Start of SELECTED EXCERPT
In Green v. Brennan, No. 14-613, the court will consider if the limitations period for filing a constructive discharge claim under Title VII of the 1964 Civil Rights Act begins to run when the employee resigns or at an earlier date when the employer commits the last discriminatory act creating the alleged intolerable working conditions. Federal appeals courts are split, with five circuits using the date of resignation and three courts opting for the last discriminatory act standard. In former postmaster Marvin Green’s case, the Tenth Circuit ruled he waited too long to file a constructive discharge claim under a 45-day limitations period applicable to federal sector Title VII claims ((146 DLR A-2, 7/30/14).

Although Green contacted an equal employment opportunity counselor within 45 days of his resignation, the court said Green had to act within 45 days of the employer’s last act contributing to the alleged intolerable working conditions. That was Dec. 16, 2009, when Green allegedly was forced to sign an agreement that he would retire or accept a much lower-paying position, the appeals court said. The court granted Green’s petition for review April 27 (80 DLR AA-1, 4/27/15).
End of SELECTED EXCERPT
→ TASKS TO COMPLETE
(a) Using the Green v. Brennan excerpt, explain why the Tenth Circuit ruled that Green filed his constructive discharge claim too late even though he contacted a counselor within 45 days of resigning.
(b) According to the Green v. Brennan excerpt, how many federal circuits start the limitations period on the date of resignation?
(c) Write the next part of the Green v. Brennan excerpt, picking up after its final sentence.
Start of DATA LISTING
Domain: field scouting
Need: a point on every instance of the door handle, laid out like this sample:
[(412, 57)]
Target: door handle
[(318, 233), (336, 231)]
End of DATA LISTING
→ RESULTS FOR EACH TASK
(a) The Tenth Circuit held that the 45-day period ran from the employer's last act contributing to the alleged intolerable working conditions, not from Green's resignation. That last act was on Dec. 16, 2009, when Green was allegedly forced to sign an agreement to retire or accept a much lower-paying position. His contact with the counselor came more than 45 days after that date.

(b) Five circuits.

(c)
In his Supreme Court brief, Green argued a date of resignation rule for triggering Title VII’s limitations period conforms with the principle that no limitations period begins before a cause of action arises. No constructive discharge claim accrues until the employee resigns, he said.

Date of resignation also is more consistent with Title VII’s enforcement mechanisms, which usually are triggered by laypersons filing bias claims rather than lawyers, Green said. Adopting a clear-cut, easily administered rule that resignation starts the limitations period rather than a complicated rule forcing claimants and courts to identify an employer’s last discriminatory act advances Title VII’s purposes, he said.

The Tenth Circuit rule could have the anomalous result that, particularly in the federal sector, the limitations period for a constructive discharge claim could expire while the worker is still employed, Green said.  

Solicitor General’s Unusual Stance.

In an unusual twist, the solicitor general is defending the Tenth Circuit’s result but not its reasoning. Instead, the solicitor general’s brief argued the date an employee gives notice of resignation triggers the running of the constructive discharge limitations period.

But the solicitor general said Green gave such notice on Dec. 16, 2009, when he signed the settlement that included his promise to retire. Unlike Green, the solicitor general doesn’t interpret that agreement as allowing him to remain with the Postal Service and decide later if he wanted to retire.

Because the solicitor general isn’t defending the lower court’s opinion, the court will appoint an amicus curiae to argue for the Tenth Circuit’s test.

The Equal Employment Advisory Council plans to file an amicus brief supporting the Tenth Circuit’s test, said Rae Vann of Norris Tysse Lampley & Lakis in Washington, who is EEAC’s general counsel.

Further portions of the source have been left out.